Written request -
Copy the opening of the State v. Ledet court opinion below in full, word for word.

State v. Ledet

Annotate this Case

337 So. 2d 1126 (1976)

STATE of Louisiana v. Keith W. LEDET.

No. 57710.

Supreme Court of Louisiana.

September 13, 1976.

Rehearing Denied October 13, 1976.

*1127 William M. Bass, Houma, Voorhies & Labbe, Lafayette, for defendant-appellant.

William J. Guste, Jr., Atty. Gen., Barbara Rutledge, Asst. Atty. Gen., Norval J. Rhodes, Dist. Atty., James L. Alcock, Asst. Dist. Atty., for plaintiff-appellee.

DENNIS, Justice.

Defendant and Donald Duhe were charged jointly by bill of information with armed robbery, in violation of La.R.S. 14:64. The crime occurred shortly after 6:00 p.m. on June 12, 1974 in the parking lot of the D. H. Holmes Department Store in Houma. The victim, an employee of the store, was confronted by a person she later identified as Duhe, who held a gun in her face. When she acceded to his demand for her purse, he took some of its contents and fled in a blue station wagon. The victim got the license number of the vehicle and reported the robbery to the police. Another witness in *1128 the parking lot at the time saw a blue station wagon speeding out of the parking lot with two males in the front seat. A short time after the robbery the police stopped a vehicle fitting this description containing Duhe, the stolen goods, and the defendant, who was driving the automobile.

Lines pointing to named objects
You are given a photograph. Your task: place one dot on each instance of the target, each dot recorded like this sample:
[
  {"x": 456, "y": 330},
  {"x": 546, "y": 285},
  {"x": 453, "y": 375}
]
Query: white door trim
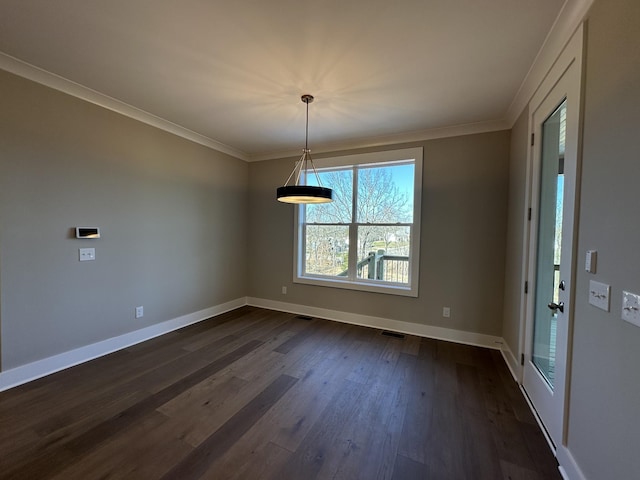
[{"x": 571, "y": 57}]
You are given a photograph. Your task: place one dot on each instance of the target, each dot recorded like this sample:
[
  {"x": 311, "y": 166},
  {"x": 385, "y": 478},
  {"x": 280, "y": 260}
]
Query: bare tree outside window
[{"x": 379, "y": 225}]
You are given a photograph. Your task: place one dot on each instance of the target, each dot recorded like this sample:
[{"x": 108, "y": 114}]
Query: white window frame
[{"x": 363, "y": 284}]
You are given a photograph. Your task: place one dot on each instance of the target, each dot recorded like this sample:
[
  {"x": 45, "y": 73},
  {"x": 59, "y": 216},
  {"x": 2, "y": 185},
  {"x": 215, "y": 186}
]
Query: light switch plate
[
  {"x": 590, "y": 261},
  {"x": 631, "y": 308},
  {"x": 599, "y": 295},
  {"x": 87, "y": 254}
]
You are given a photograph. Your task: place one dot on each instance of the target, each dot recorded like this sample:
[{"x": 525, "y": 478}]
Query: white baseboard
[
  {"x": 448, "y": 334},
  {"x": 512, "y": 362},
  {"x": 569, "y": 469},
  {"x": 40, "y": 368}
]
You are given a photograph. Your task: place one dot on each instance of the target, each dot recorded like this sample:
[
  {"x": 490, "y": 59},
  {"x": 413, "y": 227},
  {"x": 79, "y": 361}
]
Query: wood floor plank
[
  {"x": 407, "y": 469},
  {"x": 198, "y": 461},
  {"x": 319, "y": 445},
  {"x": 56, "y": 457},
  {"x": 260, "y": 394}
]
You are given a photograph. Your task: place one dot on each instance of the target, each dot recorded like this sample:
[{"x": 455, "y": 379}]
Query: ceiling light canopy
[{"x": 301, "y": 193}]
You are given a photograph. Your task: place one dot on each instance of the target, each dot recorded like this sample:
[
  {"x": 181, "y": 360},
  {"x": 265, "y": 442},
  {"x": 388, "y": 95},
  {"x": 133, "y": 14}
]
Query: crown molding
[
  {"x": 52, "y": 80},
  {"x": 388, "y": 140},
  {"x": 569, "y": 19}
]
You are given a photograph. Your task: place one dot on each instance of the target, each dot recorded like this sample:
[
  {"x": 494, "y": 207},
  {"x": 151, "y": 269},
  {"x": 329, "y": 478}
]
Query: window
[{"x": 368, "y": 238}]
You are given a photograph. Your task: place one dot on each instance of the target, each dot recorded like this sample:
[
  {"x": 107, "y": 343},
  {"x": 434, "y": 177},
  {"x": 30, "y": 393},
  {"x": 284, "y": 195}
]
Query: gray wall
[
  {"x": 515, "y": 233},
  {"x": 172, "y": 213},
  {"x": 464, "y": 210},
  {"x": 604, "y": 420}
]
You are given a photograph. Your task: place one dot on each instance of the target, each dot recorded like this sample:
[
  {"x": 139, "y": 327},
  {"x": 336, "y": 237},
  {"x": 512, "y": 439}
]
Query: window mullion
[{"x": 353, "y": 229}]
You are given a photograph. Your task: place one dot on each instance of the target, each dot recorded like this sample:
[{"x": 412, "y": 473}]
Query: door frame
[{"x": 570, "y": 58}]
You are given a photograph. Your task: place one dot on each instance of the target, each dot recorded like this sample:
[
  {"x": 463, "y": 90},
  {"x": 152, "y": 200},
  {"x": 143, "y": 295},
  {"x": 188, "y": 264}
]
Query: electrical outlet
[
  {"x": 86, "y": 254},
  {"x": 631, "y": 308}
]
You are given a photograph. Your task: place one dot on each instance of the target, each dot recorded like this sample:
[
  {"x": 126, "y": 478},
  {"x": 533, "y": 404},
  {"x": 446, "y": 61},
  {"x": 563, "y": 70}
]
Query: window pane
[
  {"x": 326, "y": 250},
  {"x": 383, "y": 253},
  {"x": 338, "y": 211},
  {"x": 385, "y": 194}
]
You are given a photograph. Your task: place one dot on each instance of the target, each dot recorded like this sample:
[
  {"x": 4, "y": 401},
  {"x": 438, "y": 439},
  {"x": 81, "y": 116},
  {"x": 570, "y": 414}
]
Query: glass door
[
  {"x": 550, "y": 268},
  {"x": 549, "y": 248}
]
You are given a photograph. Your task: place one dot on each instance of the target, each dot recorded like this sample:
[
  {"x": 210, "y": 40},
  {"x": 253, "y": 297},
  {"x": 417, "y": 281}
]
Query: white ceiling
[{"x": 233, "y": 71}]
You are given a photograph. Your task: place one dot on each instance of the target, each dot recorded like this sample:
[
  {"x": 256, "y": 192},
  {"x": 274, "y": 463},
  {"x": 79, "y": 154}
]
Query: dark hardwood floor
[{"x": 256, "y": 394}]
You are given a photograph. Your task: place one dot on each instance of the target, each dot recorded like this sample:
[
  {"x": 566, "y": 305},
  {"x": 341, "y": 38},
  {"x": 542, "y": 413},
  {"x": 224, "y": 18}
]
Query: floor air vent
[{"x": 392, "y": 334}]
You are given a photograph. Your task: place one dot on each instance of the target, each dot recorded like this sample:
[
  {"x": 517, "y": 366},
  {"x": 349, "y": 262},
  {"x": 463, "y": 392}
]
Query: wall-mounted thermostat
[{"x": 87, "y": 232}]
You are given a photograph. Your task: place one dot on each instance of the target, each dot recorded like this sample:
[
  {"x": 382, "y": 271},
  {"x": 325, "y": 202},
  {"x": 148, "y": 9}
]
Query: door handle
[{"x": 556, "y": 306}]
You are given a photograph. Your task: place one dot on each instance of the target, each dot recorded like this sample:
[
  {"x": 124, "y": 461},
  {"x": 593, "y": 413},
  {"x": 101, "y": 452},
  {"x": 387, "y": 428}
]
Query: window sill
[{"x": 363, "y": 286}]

Result for this task -
State v. Ledet

Annotate this Case

337 So. 2d 1126 (1976)

STATE of Louisiana v. Keith W. LEDET.

No. 57710.

Supreme Court of Louisiana.

September 13, 1976.

Rehearing Denied October 13, 1976.

*1127 William M. Bass, Houma, Voorhies & Labbe, Lafayette, for defendant-appellant.

William J. Guste, Jr., Atty. Gen., Barbara Rutledge, Asst. Atty. Gen., Norval J. Rhodes, Dist. Atty., James L. Alcock, Asst. Dist. Atty., for plaintiff-appellee.

DENNIS, Justice.

Defendant and Donald Duhe were charged jointly by bill of information with armed robbery, in violation of La.R.S. 14:64. The crime occurred shortly after 6:00 p.m. on June 12, 1974 in the parking lot of the D. H. Holmes Department Store in Houma. The victim, an employee of the store, was confronted by a person she later identified as Duhe, who held a gun in her face. When she acceded to his demand for her purse, he took some of its contents and fled in a blue station wagon. The victim got the license number of the vehicle and reported the robbery to the police. Another witness in *1128 the parking lot at the time saw a blue station wagon speeding out of the parking lot with two males in the front seat. A short time after the robbery the police stopped a vehicle fitting this description containing Duhe, the stolen goods, and the defendant, who was driving the automobile.